--- ASSIGNED TASK 1 ---
Using the blog excerpt on water use and the Christie bridge scandal, answer each question:
(a) What does the excerpt say the water problem is, if not consumption per person?
(b) What does it say is now clear about one goal of Mr. Wildstein?
(c) Which newspaper ran the editorial calling for Mr. Christie's resignation or impeachment?
--- ASSIGNED TASK 2 ---
Write a continuation of the blog excerpt on water use and the Christie bridge scandal, picking up after its final sentence.

--- TEXT PASSAGE ---
══════

It’s not that government has not been successful at managing the use of water, consumption of water per person is not the problem, it’s the large number of persons.  The solution, well conservatives would say let nature take care of the problem.  Realists would say a public private partnership is needed to manage the problem.  But that takes will and money.  And much of the west is very conservative.  So nature, do your thing, it may be all the region can hope for.

Saturday, February 1, 2014

New Jersey Governor Chris Christie May Learn the Hard Way – You Don’t Throw People Who Can Testify Against You Under the Bus

 Even if the Bus is Not Moving Because of Lane Closings on the GW Bridge

Update to the Update:  It is now clear that one goal of Mr. Wildstein is to obtain immunity.  That certainly colors his claims, and so everyone should just wait and see.


Chris Christies holds bridge scandal press conference[Update:  The Newark Star Ledger has an editorial in which it calls for Mr. Christie's resignation or impeachment if it turns out there is credible evidence that he knew about the bridge closure issues while it was happening, and not much later as he has claimed.

If this charge proves true, then the governor must resign or be impeached. Because that would leave him so drained of credibility that he could not possibly govern effectively. He would owe it to the people of New Jersey to stop the bleeding and quit. And if he should refuse, then the Legislature should open impeachment hearings.

══════

--- PROVIDED DATA ---
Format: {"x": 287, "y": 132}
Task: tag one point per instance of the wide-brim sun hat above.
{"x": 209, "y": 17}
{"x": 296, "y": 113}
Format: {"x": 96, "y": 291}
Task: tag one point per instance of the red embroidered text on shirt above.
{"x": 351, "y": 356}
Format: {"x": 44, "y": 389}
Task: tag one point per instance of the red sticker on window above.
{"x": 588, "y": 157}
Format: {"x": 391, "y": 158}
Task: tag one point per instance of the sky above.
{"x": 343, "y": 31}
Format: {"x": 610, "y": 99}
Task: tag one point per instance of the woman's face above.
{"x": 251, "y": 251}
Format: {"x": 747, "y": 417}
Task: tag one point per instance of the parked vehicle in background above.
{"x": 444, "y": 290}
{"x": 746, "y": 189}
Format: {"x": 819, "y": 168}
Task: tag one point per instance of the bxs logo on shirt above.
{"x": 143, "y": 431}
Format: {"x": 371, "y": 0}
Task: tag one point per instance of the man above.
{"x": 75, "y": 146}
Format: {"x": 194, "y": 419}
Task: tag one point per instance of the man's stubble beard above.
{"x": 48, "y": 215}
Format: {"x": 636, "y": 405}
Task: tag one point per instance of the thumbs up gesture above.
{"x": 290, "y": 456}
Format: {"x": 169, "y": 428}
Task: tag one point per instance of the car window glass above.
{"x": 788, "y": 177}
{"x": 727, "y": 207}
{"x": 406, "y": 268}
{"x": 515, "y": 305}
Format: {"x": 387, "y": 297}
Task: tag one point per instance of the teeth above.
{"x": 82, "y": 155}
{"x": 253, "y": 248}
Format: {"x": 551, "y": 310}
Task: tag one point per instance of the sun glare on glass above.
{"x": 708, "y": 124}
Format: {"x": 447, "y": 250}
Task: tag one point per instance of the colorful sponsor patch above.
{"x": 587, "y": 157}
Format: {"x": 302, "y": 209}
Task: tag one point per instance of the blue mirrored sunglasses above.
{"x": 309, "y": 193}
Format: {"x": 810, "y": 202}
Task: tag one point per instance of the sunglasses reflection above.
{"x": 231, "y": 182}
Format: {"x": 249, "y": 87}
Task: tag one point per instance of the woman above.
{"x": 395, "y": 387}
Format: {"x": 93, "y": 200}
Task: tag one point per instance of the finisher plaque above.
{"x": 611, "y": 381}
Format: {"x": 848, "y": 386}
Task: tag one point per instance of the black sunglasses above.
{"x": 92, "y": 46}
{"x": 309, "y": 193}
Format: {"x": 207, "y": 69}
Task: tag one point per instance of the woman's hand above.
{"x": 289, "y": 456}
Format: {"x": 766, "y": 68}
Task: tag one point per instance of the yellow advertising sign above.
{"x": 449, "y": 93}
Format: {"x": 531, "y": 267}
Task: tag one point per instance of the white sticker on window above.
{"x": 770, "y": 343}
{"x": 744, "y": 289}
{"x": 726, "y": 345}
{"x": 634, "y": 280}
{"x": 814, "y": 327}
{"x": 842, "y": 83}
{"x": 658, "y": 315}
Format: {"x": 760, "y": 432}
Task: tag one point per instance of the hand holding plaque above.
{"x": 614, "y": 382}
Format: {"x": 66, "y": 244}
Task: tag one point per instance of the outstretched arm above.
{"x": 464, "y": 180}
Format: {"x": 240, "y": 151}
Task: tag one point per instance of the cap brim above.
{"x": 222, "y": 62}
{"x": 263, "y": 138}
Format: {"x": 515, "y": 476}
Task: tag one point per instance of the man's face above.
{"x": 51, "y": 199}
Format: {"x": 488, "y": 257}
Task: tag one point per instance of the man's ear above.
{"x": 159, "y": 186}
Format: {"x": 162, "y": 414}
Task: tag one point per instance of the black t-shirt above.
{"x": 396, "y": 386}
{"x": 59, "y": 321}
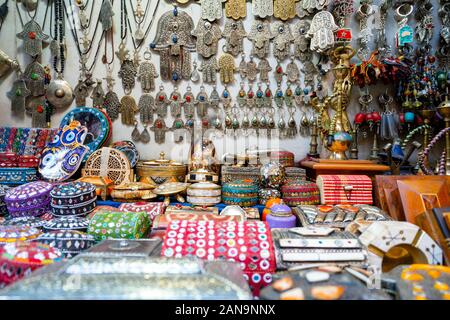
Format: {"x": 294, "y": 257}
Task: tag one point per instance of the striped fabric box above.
{"x": 345, "y": 189}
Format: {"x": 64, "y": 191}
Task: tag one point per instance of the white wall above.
{"x": 300, "y": 145}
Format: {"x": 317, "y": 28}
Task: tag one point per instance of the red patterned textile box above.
{"x": 345, "y": 189}
{"x": 247, "y": 243}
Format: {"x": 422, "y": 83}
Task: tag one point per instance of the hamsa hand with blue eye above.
{"x": 62, "y": 156}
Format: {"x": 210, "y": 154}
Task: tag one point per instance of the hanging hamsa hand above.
{"x": 234, "y": 34}
{"x": 282, "y": 40}
{"x": 322, "y": 31}
{"x": 226, "y": 68}
{"x": 260, "y": 36}
{"x": 147, "y": 73}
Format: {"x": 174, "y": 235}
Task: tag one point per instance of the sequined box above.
{"x": 119, "y": 225}
{"x": 349, "y": 189}
{"x": 248, "y": 243}
{"x": 73, "y": 199}
{"x": 300, "y": 192}
{"x": 17, "y": 176}
{"x": 31, "y": 199}
{"x": 285, "y": 158}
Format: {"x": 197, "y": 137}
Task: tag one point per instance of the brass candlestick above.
{"x": 313, "y": 144}
{"x": 427, "y": 116}
{"x": 444, "y": 111}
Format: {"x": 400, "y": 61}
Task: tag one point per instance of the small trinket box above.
{"x": 31, "y": 199}
{"x": 21, "y": 258}
{"x": 73, "y": 199}
{"x": 67, "y": 223}
{"x": 300, "y": 193}
{"x": 204, "y": 194}
{"x": 243, "y": 193}
{"x": 126, "y": 248}
{"x": 17, "y": 233}
{"x": 119, "y": 225}
{"x": 281, "y": 217}
{"x": 69, "y": 242}
{"x": 153, "y": 209}
{"x": 266, "y": 194}
{"x": 3, "y": 207}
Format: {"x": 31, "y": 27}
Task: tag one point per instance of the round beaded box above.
{"x": 31, "y": 199}
{"x": 300, "y": 193}
{"x": 243, "y": 193}
{"x": 204, "y": 194}
{"x": 19, "y": 259}
{"x": 69, "y": 242}
{"x": 281, "y": 217}
{"x": 73, "y": 199}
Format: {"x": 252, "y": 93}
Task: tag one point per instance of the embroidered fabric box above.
{"x": 248, "y": 243}
{"x": 285, "y": 158}
{"x": 233, "y": 173}
{"x": 204, "y": 194}
{"x": 345, "y": 189}
{"x": 17, "y": 176}
{"x": 339, "y": 247}
{"x": 35, "y": 222}
{"x": 8, "y": 159}
{"x": 104, "y": 185}
{"x": 3, "y": 207}
{"x": 339, "y": 216}
{"x": 119, "y": 225}
{"x": 243, "y": 193}
{"x": 69, "y": 242}
{"x": 73, "y": 199}
{"x": 153, "y": 209}
{"x": 31, "y": 199}
{"x": 19, "y": 259}
{"x": 300, "y": 192}
{"x": 294, "y": 174}
{"x": 17, "y": 233}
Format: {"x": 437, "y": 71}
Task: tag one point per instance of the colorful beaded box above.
{"x": 243, "y": 193}
{"x": 31, "y": 199}
{"x": 17, "y": 176}
{"x": 19, "y": 259}
{"x": 300, "y": 192}
{"x": 248, "y": 243}
{"x": 233, "y": 173}
{"x": 17, "y": 233}
{"x": 69, "y": 242}
{"x": 73, "y": 199}
{"x": 67, "y": 223}
{"x": 119, "y": 225}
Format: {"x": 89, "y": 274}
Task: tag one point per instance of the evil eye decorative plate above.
{"x": 97, "y": 123}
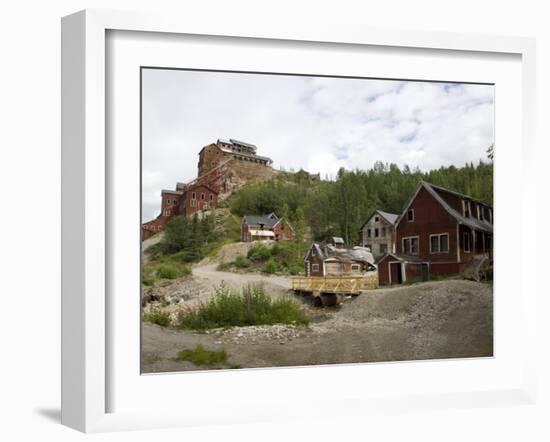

══════

--- TASK OUTPUT 1 ---
(a) The large number of persons.
(b) He wants to obtain immunity.
(c) The Newark Star Ledger.

--- TASK OUTPUT 2 ---
Yes, this is the same Governor who won a huge re-election victory just months ago.]

New Jersey Gov. Christie has staked the rest of his life on the claim that he did not know anything about the plot to create a massive traffic jam on the approach to the GW Bridge in order to retaliate for the fact that a Democratic Mayor of Fort Lee did not endorse his re-election.  And in doing so he publicly disparaged a couple of aides and close advisors.  One of these was David Wildstein who was a friend (now denied by Christie), a close advisor (now denied by Wildstein) and one of the key persons involved in the scandal.

The problem Mr. Wildstein has right now is that he is the subject of massive investigations and his employer has cut him loose as far as legal bills are concerned.

The Port Authority has since refused to pay his legal costs associated with inquiries by the New Jersey Legislature and United States attorney into the lane closings. In his two-hour news conference earlier this month, Mr. Christie said his friendship with Mr. Wildstein had been overstated; that while the governor had been class president and an athlete, he did not recall Mr. Wildstein well from that period and had rarely seen him in recent months.

So Mr. Wildstein is using what little leverage he has, namely the accusation that Christie while maybe not involved in the planning of the incident, lied when he said he did not know about it when it was happening.

In a letter released by his lawyer, the former official, David Wildstein, a high school friend of Mr. Christie’s who was appointed with the governor’s blessing at the Port Authority of New York and New Jersey, which controls the bridge, described the order to close the lanes as “the Christie administration’s order” and said “evidence exists as well tying Mr. Christie to having knowledge of the lane closures, during the period when the lanes were closed, contrary to what the governor stated publicly in a two-hour press conference” three weeks ago.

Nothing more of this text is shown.